TRECHO PARA LEITURA —
•••••

Ciência e Saúde

Estudos buscam desvendar o megaterremoto que atingiu o Japão em março

Paloma Oliveto
postado em 20/05/2011 08:42
Há pouco mais de dois meses, o Japão foi devastado por um terremoto de magnitude 9, que resultou na morte de 15 mil pessoas e no desaparecimento de quase 10 mil. Pegos de surpresa, os sismólogos começam, agora, a tentar entender a dinâmica do tremor de Tohoku-Oki (nome da região nordeste do país, onde o epicentro ocorreu), responsável, ainda, por um tsunami que varreu a costa do arquipélago. A partir de uma rede de observações sismográficas, pesquisadores de diversas partes do mundo construíram modelos que revelam como a terra tremeu naquele dia. Três estudos publicados na edição de hoje da revista especializada Science descrevem as descobertas.

Logo após o fenômeno, muitos sismólogos acreditaram que o evento provocado por uma falha geológica próxima à costa norte do país seguiria os padrões normais de grandes terremotos. O Japão localiza-se em uma região chamada Anel de Fogo do Pacífico, bastante agitada devido ao constante deslocamento das placas tectônicas, estruturas que formam a parte externa da crosta terrestre ; a interna é recheada por magma. Essas placas se movimentam a esmo e podem resvalar umas nas outras, o que provoca terremotos, maremotos, tsunamis e erupções vulcânicas.

Em média, as placas tectônicas no leste do Japão movem-se em direção uma das outras a uma taxa de 8cm a 8,5cm por ano. Nesse ritmo, quando se encontram, pouco ou nenhum abalo costuma ocorrer. Às vezes, podem se passar séculos sem que a terra trema em um território acima de uma zona de convergência. Mas, quando um choque é muito forte, os níveis de energia estocada nas ondas são lançados de uma só vez, provocando o terremoto.

Japoneses estão acostumados aos tremores de terra, mas não podiam prever a fúria e o estranho comportamento do Tohoku-Oki. As análises apresentadas na Science mostram que a extensão da falha foi de 250km, metade do que seria esperado para um evento dessa magnitude. O padrão do grande terremoto não foi o mesmo observado ao longo do último século em fenômenos semelhantes. Em primeiro lugar, cinco segmentos contíguos foram rompidos de uma só vez, quando se acreditou, no início, que teria sido apenas um. Mas apenas duas placas atingidas sofreram um deslocamento forte, e o maior deles concentrou-se na parte mais rasa da falha.

•••••

ENUNCIADO 1 —
No texto sobre o megaterremoto do Japão, qual foi a extensão da falha do Tohoku-Oki segundo as análises publicadas na Science?
ENUNCIADO 2 —
Escreva a continuação do texto sobre o megaterremoto do Japão a partir da última frase apresentada.
Os dados que vêm depois deste trecho são um material à parte, sem ligação com ele.

DADOS EXTRAÍDOS —
•••••

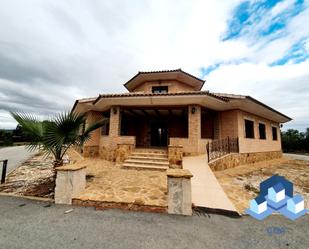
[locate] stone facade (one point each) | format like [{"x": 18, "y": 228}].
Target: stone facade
[
  {"x": 70, "y": 181},
  {"x": 179, "y": 191},
  {"x": 91, "y": 151},
  {"x": 234, "y": 160},
  {"x": 175, "y": 154}
]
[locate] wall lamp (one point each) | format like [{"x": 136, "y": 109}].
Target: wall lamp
[
  {"x": 115, "y": 110},
  {"x": 193, "y": 110}
]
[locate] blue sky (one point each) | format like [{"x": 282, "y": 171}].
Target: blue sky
[{"x": 55, "y": 51}]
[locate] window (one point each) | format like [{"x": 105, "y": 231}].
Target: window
[
  {"x": 160, "y": 89},
  {"x": 262, "y": 131},
  {"x": 105, "y": 128},
  {"x": 249, "y": 128},
  {"x": 275, "y": 135}
]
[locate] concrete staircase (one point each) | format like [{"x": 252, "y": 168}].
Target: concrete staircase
[{"x": 147, "y": 159}]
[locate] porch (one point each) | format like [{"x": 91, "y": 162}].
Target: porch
[{"x": 189, "y": 126}]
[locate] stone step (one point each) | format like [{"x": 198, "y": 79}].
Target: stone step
[
  {"x": 150, "y": 151},
  {"x": 144, "y": 155},
  {"x": 149, "y": 154},
  {"x": 155, "y": 159},
  {"x": 128, "y": 165},
  {"x": 147, "y": 162}
]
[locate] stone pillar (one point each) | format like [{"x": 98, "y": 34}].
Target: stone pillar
[
  {"x": 175, "y": 154},
  {"x": 179, "y": 191},
  {"x": 123, "y": 151},
  {"x": 194, "y": 124},
  {"x": 91, "y": 147},
  {"x": 115, "y": 122},
  {"x": 70, "y": 181}
]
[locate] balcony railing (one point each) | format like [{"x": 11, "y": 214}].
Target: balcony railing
[{"x": 220, "y": 147}]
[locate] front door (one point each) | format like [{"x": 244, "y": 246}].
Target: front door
[{"x": 159, "y": 134}]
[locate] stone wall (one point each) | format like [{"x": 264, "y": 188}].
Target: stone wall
[
  {"x": 179, "y": 191},
  {"x": 108, "y": 146},
  {"x": 234, "y": 160},
  {"x": 175, "y": 154},
  {"x": 91, "y": 151},
  {"x": 71, "y": 180}
]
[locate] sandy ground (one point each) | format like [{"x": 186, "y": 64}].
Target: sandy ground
[
  {"x": 241, "y": 184},
  {"x": 35, "y": 177}
]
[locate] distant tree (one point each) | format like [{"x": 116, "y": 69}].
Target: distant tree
[
  {"x": 293, "y": 140},
  {"x": 57, "y": 135}
]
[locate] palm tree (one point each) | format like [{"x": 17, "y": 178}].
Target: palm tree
[{"x": 56, "y": 136}]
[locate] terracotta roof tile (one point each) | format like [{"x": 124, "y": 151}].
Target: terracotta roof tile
[{"x": 141, "y": 94}]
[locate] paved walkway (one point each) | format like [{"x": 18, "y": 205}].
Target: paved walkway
[
  {"x": 206, "y": 190},
  {"x": 33, "y": 224},
  {"x": 297, "y": 156},
  {"x": 16, "y": 155}
]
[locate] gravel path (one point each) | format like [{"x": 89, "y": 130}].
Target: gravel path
[{"x": 34, "y": 224}]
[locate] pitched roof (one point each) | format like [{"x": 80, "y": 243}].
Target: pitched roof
[
  {"x": 141, "y": 94},
  {"x": 278, "y": 187},
  {"x": 297, "y": 199},
  {"x": 246, "y": 97},
  {"x": 176, "y": 74},
  {"x": 260, "y": 199}
]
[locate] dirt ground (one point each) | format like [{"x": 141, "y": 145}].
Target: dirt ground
[
  {"x": 35, "y": 177},
  {"x": 241, "y": 184}
]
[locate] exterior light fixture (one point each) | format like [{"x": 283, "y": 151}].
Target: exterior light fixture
[{"x": 193, "y": 110}]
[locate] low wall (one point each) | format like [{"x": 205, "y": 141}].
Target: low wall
[
  {"x": 70, "y": 180},
  {"x": 234, "y": 160},
  {"x": 109, "y": 145},
  {"x": 190, "y": 147}
]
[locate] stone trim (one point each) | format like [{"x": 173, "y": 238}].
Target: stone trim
[
  {"x": 179, "y": 173},
  {"x": 234, "y": 160},
  {"x": 99, "y": 205}
]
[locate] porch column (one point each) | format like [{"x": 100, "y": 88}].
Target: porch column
[
  {"x": 194, "y": 124},
  {"x": 115, "y": 121},
  {"x": 91, "y": 147}
]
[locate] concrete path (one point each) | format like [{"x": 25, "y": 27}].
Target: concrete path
[
  {"x": 296, "y": 156},
  {"x": 26, "y": 224},
  {"x": 206, "y": 190},
  {"x": 16, "y": 155}
]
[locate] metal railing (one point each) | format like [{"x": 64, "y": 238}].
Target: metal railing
[
  {"x": 4, "y": 168},
  {"x": 220, "y": 147}
]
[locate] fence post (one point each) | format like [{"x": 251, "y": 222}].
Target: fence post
[
  {"x": 4, "y": 166},
  {"x": 207, "y": 148},
  {"x": 228, "y": 145}
]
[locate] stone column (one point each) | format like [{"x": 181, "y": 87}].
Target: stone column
[
  {"x": 194, "y": 123},
  {"x": 175, "y": 154},
  {"x": 70, "y": 181},
  {"x": 123, "y": 152},
  {"x": 179, "y": 191},
  {"x": 115, "y": 122},
  {"x": 91, "y": 147}
]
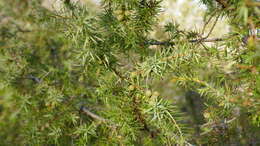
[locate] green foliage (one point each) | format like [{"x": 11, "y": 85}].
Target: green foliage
[{"x": 71, "y": 77}]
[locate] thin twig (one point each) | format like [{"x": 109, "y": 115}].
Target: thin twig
[
  {"x": 207, "y": 22},
  {"x": 191, "y": 41},
  {"x": 212, "y": 28}
]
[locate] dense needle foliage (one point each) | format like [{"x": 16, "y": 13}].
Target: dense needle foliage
[{"x": 75, "y": 77}]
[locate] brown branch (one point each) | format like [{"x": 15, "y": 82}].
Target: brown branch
[
  {"x": 191, "y": 41},
  {"x": 92, "y": 115}
]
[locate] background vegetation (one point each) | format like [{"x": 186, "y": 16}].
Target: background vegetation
[{"x": 125, "y": 73}]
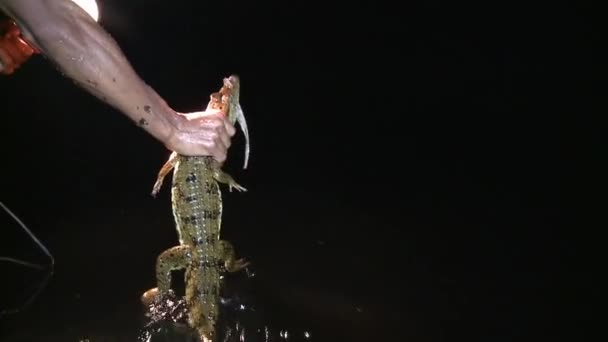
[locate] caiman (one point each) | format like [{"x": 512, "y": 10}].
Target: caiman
[{"x": 197, "y": 210}]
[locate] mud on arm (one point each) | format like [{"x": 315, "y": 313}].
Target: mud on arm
[{"x": 85, "y": 52}]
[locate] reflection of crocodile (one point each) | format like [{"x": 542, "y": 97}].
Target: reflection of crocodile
[{"x": 197, "y": 209}]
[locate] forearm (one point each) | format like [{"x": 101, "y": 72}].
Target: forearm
[{"x": 83, "y": 51}]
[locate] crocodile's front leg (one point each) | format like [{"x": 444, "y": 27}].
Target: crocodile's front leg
[
  {"x": 164, "y": 171},
  {"x": 172, "y": 259},
  {"x": 228, "y": 256}
]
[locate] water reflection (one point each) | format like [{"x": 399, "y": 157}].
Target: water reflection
[{"x": 241, "y": 319}]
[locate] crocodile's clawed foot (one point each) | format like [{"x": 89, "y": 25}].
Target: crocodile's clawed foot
[
  {"x": 239, "y": 265},
  {"x": 156, "y": 188},
  {"x": 236, "y": 186}
]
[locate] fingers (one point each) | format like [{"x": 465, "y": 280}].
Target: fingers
[{"x": 13, "y": 52}]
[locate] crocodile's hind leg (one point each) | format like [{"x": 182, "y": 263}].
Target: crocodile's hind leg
[
  {"x": 231, "y": 263},
  {"x": 172, "y": 259},
  {"x": 225, "y": 178}
]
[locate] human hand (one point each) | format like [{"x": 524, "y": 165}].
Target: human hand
[
  {"x": 14, "y": 51},
  {"x": 205, "y": 133}
]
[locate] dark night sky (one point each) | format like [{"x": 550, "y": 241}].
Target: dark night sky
[{"x": 410, "y": 162}]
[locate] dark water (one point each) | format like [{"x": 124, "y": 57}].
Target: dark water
[{"x": 406, "y": 182}]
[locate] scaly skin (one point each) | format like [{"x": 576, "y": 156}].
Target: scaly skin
[{"x": 197, "y": 209}]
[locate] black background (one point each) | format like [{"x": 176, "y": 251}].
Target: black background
[{"x": 406, "y": 180}]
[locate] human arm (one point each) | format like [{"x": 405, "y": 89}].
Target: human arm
[{"x": 85, "y": 52}]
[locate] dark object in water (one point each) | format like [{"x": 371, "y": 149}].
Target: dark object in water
[{"x": 167, "y": 321}]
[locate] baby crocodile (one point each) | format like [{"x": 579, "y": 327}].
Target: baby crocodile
[{"x": 197, "y": 209}]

•••••

RESPOSTA 1 —
A falha teve 250 km de extensão, metade do que seria esperado para um evento dessa magnitude.

RESPOSTA 2 —
;Pode ser que isso já tenha acontecido antes, mas agora a tecnologia está mais avançada e podemos observar melhor os detalhes de um evento como esse;, diz ao Correio Mark Simons, professor de geofísica do Laboratório Sismológico de Caltech e autor de um dos estudos. Para sua pesquisa, ele combinou dados registrados ao redor do mundo, movimentos da crosta terrestre obtidos por mais de 1,2 mil aparelhos de GPS no Japão e das ondas gigantes, cujas medições foram feitas por boias localizadas dentro do mar. Os pesquisadores descobriram que o Tohoku-Oki não disparou a mesma radiação sísmica liberada depois de um terremoto de magnitude 8,8 devastar o Chile no ano passado.

Quando ocorre um evento como esse, grandes quantidades de energia são lançadas pelas ondas mecânicas e é essa uma das variáveis usadas nas equações que compõem a escala Richter, que mede a magnitude de terremotos. No caso do Chile, as ondas liberaram energia equivalente à de 3 mil bombas atômicas. ;Enquanto o deslocamento principal do Tohoku-Oki foi duas ou três vezes maior ao de Maule, ele produziu muito menos radiação. Acreditamos que a diferença está no fato de a ruptura das placas no terremoto chinelo ter sido muito mais profunda;, explica Simons.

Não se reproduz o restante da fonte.